▶ **GOAL OF THE EXERCISE**
Scan the material below for the word "each", then copy every line in which it appears.

▶ **INFORMATION SUPPLIED**
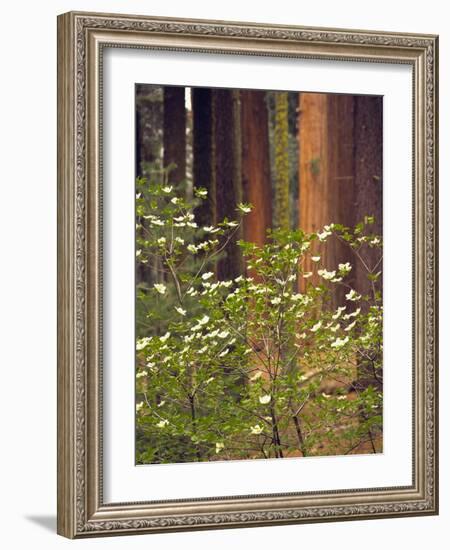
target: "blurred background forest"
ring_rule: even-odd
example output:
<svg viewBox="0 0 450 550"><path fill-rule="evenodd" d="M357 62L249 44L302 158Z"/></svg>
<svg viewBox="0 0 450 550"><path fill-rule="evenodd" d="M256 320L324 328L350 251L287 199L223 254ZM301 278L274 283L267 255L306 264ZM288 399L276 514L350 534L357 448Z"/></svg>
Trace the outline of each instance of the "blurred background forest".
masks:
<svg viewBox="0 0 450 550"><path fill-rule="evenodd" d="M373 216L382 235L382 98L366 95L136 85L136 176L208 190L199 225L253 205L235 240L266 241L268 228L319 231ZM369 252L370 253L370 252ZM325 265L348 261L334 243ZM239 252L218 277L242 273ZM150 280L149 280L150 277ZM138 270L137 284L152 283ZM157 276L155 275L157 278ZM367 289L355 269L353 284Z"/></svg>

---

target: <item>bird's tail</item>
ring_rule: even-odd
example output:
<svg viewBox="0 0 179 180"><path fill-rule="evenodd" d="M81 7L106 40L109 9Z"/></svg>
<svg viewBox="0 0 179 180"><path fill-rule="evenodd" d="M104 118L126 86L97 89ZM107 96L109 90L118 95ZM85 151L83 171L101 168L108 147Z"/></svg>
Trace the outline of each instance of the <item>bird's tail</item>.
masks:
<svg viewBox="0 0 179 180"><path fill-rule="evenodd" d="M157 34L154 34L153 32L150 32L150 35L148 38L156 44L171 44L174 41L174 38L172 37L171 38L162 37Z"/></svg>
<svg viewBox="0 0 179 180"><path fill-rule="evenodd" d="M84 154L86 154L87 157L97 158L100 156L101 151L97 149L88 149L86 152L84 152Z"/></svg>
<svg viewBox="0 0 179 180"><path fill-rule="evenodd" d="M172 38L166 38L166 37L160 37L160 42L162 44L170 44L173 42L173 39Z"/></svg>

▶ **TASK ANSWER**
Trace the outline of each instance of the "blurred background forest".
Trace the outline of each instance of the <item>bird's tail</item>.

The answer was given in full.